SUPPLIED RECORDS
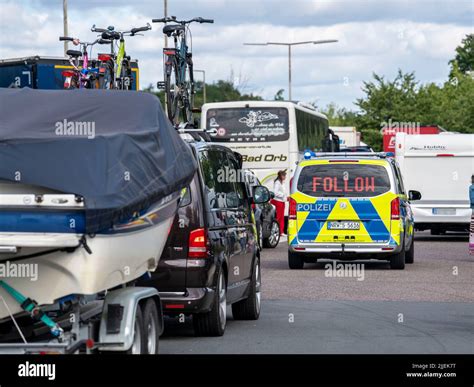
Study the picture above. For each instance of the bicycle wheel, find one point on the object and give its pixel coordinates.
(125, 80)
(172, 92)
(106, 79)
(188, 91)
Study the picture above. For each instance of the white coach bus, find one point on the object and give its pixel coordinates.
(270, 135)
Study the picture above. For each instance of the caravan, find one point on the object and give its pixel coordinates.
(440, 166)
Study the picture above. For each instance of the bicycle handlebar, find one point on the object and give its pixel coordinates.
(133, 31)
(201, 20)
(94, 29)
(170, 19)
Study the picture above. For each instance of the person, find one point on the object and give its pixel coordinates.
(471, 228)
(280, 199)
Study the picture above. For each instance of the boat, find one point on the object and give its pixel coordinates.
(90, 182)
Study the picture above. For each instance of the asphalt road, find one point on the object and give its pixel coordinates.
(426, 308)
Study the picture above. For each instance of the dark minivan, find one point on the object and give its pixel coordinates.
(212, 257)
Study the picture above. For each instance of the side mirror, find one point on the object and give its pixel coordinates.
(232, 200)
(261, 194)
(414, 195)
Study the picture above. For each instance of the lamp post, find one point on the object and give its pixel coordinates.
(203, 84)
(290, 45)
(65, 30)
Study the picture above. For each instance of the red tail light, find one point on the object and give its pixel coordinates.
(104, 57)
(395, 209)
(292, 209)
(197, 243)
(67, 73)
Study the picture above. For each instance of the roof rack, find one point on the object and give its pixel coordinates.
(314, 155)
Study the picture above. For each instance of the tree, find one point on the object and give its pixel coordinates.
(279, 95)
(465, 55)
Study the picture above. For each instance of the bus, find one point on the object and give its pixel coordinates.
(270, 135)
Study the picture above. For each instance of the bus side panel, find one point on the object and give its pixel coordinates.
(16, 75)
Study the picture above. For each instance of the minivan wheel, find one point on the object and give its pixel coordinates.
(295, 261)
(397, 261)
(249, 309)
(274, 237)
(151, 325)
(213, 322)
(410, 254)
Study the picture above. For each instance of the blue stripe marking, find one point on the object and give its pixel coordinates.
(373, 224)
(315, 220)
(43, 222)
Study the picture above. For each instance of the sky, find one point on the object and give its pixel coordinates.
(373, 36)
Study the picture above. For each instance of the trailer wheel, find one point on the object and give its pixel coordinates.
(139, 344)
(150, 323)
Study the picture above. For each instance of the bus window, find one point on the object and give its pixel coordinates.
(312, 131)
(248, 124)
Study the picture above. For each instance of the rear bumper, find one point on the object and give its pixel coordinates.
(424, 214)
(193, 300)
(347, 249)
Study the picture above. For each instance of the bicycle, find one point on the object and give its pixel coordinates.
(117, 69)
(178, 69)
(82, 76)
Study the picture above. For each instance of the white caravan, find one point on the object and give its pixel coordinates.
(440, 167)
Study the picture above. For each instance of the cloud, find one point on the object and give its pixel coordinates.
(373, 36)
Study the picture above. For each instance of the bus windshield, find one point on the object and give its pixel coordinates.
(256, 124)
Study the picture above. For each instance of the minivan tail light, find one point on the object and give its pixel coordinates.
(292, 209)
(395, 210)
(197, 246)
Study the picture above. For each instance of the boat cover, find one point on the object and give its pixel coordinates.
(116, 149)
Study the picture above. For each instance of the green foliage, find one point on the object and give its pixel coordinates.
(464, 58)
(279, 95)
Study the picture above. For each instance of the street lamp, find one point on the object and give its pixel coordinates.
(289, 45)
(203, 84)
(65, 30)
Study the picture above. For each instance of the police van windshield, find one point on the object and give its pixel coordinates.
(253, 124)
(348, 180)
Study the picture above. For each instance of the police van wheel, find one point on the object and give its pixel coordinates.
(295, 261)
(397, 261)
(410, 254)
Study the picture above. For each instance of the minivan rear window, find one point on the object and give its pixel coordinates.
(348, 180)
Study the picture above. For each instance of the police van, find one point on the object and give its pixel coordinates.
(350, 206)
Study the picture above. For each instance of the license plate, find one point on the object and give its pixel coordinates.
(444, 211)
(343, 225)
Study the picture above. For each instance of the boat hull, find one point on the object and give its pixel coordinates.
(117, 257)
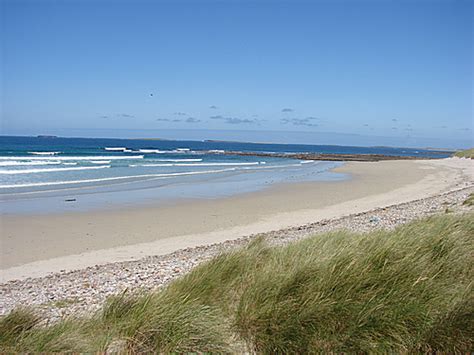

WHAT IS BEING ASKED
The material above must be reproduced line for line, with the images omitted.

YOUR SOLUTION
Study the picture above. For each instance of the bicycle wheel, find one point on the object and give its pixel coordinates.
(125, 80)
(172, 92)
(106, 79)
(188, 91)
Study the picture above. For each instance of the white coach bus, find one point on the object and give its pixel coordinates.
(270, 135)
Study the picture above. For each instance of the caravan, find one point on the object and give its pixel coordinates.
(440, 166)
Study the picture above. For each instance of the bicycle handlebar, find one point on the object and give its pixel coordinates.
(133, 31)
(201, 20)
(94, 29)
(170, 19)
Study the picture above. For each instance of the person, find one point on the object and give its pixel coordinates.
(471, 228)
(280, 199)
Study the picture above. For each instance of the boat, find one point on the object and give its pixel coordinates.
(90, 182)
Study the picture above. For each instance of the asphalt road, find one point on the object and give its pixel coordinates.
(426, 308)
Study the picture above. For each instance of the dark minivan, find one point on the object and give its pixel coordinates.
(212, 257)
Study the picture above. For each instance of the side mirror, find one point on the object and give its pixel coordinates.
(232, 200)
(261, 194)
(414, 195)
Study the picture above. For each instance of the lamp post, find one point on the object and give its pixel coordinates.
(203, 84)
(290, 45)
(65, 30)
Study the picture above. For each instance of the red tail light, find one point on the object and give its pixel coordinates.
(104, 57)
(395, 209)
(292, 209)
(197, 243)
(67, 73)
Study the picture above. For each instance of the roof rack, find one point on the object and give its pixel coordinates.
(314, 155)
Study the picture above. For each instance of the tree, find one point on the object and give its pixel coordinates.
(279, 95)
(465, 55)
Study the picture above. For each instance of the bus, find one point on the object and give its pixel coordinates.
(270, 135)
Study the picture above. For each instance of the bus side panel, find one point on the object and give its pixel coordinates.
(16, 75)
Study the picture above. For each instance of the minivan wheel, find one point on the object and give its pixel coordinates.
(295, 261)
(397, 261)
(249, 309)
(274, 237)
(151, 325)
(213, 322)
(410, 254)
Study the picture above. For each instance of the blue stripe marking, find one point on the object and give its pixel coordinates.
(373, 224)
(315, 220)
(43, 222)
Study the picture above. For each instance of the sky, find one point on the object and give its pixel coordinates.
(373, 36)
Study the picture above. For each instance of the trailer wheel, find one point on the object and give its pixel coordinates.
(139, 344)
(150, 323)
Study the picture above. For each instance of the bus window, find one point on the object and give its pixel coordinates.
(312, 131)
(248, 124)
Study the picture above. For each instance of the rear bumper, find one point on the object and give its pixel coordinates.
(424, 214)
(193, 300)
(347, 249)
Study the picture above. For each instance of the bicycle, find one point on the object and give its pixel coordinates.
(117, 69)
(178, 69)
(82, 76)
Study the picture above. For each instance of the white caravan, find one point on the object and give its pixel coordinates.
(440, 167)
Study the picture above. For each instance of the cloud, find one point on the object and give its pixel coordinates.
(373, 36)
Study the picture above. For each instance of the bus windshield, find one point on the object and give its pixel coordinates.
(256, 124)
Study the picture above. For each instance of the minivan tail light, find one point on the object and give its pixel coordinates.
(292, 209)
(395, 210)
(197, 246)
Study the picture above. For each instance of the boat cover, find one point on the object and give its pixel coordinates.
(116, 149)
Study the picture above. For each instance of the green foliage, find one point on the object and give its pixel coordinates.
(464, 58)
(279, 95)
Study the picture above. For each instance of the street lamp, find one point on the object and give its pixel coordinates.
(289, 45)
(203, 84)
(65, 30)
Study the picture above. For each instance of the police van windshield, find one point on the object and give its pixel coordinates.
(253, 124)
(348, 180)
Study the picture above. For each instance of the police van wheel, find one point on the object and give its pixel coordinates.
(295, 261)
(397, 261)
(410, 254)
Study the picture above. For each instance of the minivan rear window, find one point on the object and give its pixel coordinates.
(348, 180)
Study the picture above. For each instance of the police van, find one point on the object and give its pixel coordinates.
(350, 206)
Study the picture above. For each instance of the license plate, find one point on the object and give its pixel coordinates.
(444, 211)
(343, 225)
Study the picture above. For each instance of the boat hull, find one point on the object and give its pixel coordinates.
(117, 257)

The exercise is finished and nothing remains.